__Brano del documento__:
========

Immigrazione di massa come “arma letale” del mondialismo
Occorre abituarsi a considerare le questioni per come sono nella loro essenza e non per come vogliono farcele apparire: l’immigrazione di massa non è un fenomeno spontaneo ma piuttosto un fenomeno provocato e come tale costituisce una delle armi più formidabili di cui dispongono i “mondialisti” (coloro che operano per l’affermazione di un nuovo ordine mondiale) per imporre l’annientamento delle identità delle Nazioni.
Codesta costituisce una delle branchie di quel mostro che si chiama grande finanza sovranazionale e che dispone di questo e di altri strumenti possenti per imporre un processo di trasformazione delle Nazioni destinato a realizzare in prospettiva il “nuovo ordine mondiale” (NWO), supremo obiettivo agognato dalle “elites” finanziarie mondiali.
Si prefigura ormai quale sarà lo battaglia decisiva delle Nazioni europee per la loro sopravvivenza in questo secolo: difendere e preservare la propria identità nazionale, culturale ed etnica o lasciarsi sommergere nel cosmopolitismo e lasciar imporre lo schema della società multiculturale, globalizzata ed uniformata al mercato unico, con i suoi effetti sicuri di decadenza economica, culturale e di perdita di sovranità ed autonomia nazionale a favore di istituzioni dominate dalla finaza, obiettivo questo conclamato delle forze mondialiste e delle centrali finanziarie sovranazionali.
L’immigrazione di massa viene ormai considerata un “fatto ineluttabile”, un fenomeno che non si può fermare, come se le cause vere di questa non siano da ricercare proprio nella destabilizzazione di interi paesi dell’Africa e del Medio Oriente voluta ed attuata dalle centrali di potere che fanno capo agli USA ed alla Francia, ad Israele ed alla Gran Bretagna, le grandi potenze che hanno inaugurato la corsa ad impadronirsi delle risorse dell’Africa in antagonismo con la Cina , nuova potenza emergente sul piano mondiale.

========

__Dati forniti__:
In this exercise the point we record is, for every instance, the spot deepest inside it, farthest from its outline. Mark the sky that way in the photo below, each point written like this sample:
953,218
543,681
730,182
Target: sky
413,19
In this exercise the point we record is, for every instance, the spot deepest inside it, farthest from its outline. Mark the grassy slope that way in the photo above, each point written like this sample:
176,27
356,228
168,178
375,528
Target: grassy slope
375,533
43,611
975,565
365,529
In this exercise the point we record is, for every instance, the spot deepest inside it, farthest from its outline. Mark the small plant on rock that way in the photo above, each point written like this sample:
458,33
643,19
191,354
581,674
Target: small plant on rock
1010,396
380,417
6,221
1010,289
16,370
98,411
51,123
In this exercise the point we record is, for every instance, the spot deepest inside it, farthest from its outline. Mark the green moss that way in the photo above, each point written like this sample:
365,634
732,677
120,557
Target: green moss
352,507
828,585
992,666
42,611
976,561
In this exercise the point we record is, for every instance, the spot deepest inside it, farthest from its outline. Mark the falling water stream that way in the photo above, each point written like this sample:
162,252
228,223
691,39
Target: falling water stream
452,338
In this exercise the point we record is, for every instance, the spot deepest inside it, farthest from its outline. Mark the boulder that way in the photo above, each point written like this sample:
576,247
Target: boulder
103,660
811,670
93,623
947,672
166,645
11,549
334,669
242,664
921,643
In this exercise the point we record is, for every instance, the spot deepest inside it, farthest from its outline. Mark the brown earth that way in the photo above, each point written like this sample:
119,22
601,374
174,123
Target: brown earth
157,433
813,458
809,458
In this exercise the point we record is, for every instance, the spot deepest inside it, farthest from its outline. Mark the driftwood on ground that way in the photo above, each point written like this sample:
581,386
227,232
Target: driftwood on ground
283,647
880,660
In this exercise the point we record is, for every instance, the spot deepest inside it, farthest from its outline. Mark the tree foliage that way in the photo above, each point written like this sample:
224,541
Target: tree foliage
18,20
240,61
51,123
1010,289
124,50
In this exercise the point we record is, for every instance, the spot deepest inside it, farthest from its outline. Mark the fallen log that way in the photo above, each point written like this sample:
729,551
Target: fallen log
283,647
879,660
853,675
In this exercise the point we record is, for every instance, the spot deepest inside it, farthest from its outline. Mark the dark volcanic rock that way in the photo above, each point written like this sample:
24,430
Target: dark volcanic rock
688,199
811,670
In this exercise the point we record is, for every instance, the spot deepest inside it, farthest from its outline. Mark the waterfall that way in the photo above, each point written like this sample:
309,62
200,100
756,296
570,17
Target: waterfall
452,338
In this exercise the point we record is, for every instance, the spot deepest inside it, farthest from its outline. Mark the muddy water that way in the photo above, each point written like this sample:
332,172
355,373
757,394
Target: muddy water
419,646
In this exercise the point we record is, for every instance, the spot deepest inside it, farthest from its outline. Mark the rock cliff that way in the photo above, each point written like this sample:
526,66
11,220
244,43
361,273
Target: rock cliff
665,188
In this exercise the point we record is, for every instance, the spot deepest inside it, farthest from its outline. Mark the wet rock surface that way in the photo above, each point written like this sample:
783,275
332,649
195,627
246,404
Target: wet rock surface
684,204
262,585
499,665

========

__Consegne__:
a - Riscrivi il brano a partire da «L’immigrazione di massa viene» e proseguendo fino a «sul piano mondiale.», mettendo «Vicino Oriente» al posto di «Medio Oriente».
b - Rispondi alle domande seguenti basandoti sul brano.
(i) Chi sono, secondo il brano, i «mondialisti»?
(ii) Con quale sigla il brano indica il «nuovo ordine mondiale»?
(iii) Quale paese è definito nel brano nuova potenza emergente sul piano mondiale?
c - Elenca tutti i paesi a cui, secondo il brano, fanno capo le centrali di potere.
Le voci riportate non hanno alcun legame con il brano.

__Soluzioni dell'esercizio__:
a -
L’immigrazione di massa viene ormai considerata un “fatto ineluttabile”, un fenomeno che non si può fermare, come se le cause vere di questa non siano da ricercare proprio nella destabilizzazione di interi paesi dell’Africa e del Vicino Oriente voluta ed attuata dalle centrali di potere che fanno capo agli USA ed alla Francia, ad Israele ed alla Gran Bretagna, le grandi potenze che hanno inaugurato la corsa ad impadronirsi delle risorse dell’Africa in antagonismo con la Cina , nuova potenza emergente sul piano mondiale.

b -
(i) Coloro che operano per l'affermazione di un nuovo ordine mondiale.
(ii) NWO.
(iii) La Cina.

c - USA, Francia, Israele, Gran Bretagna.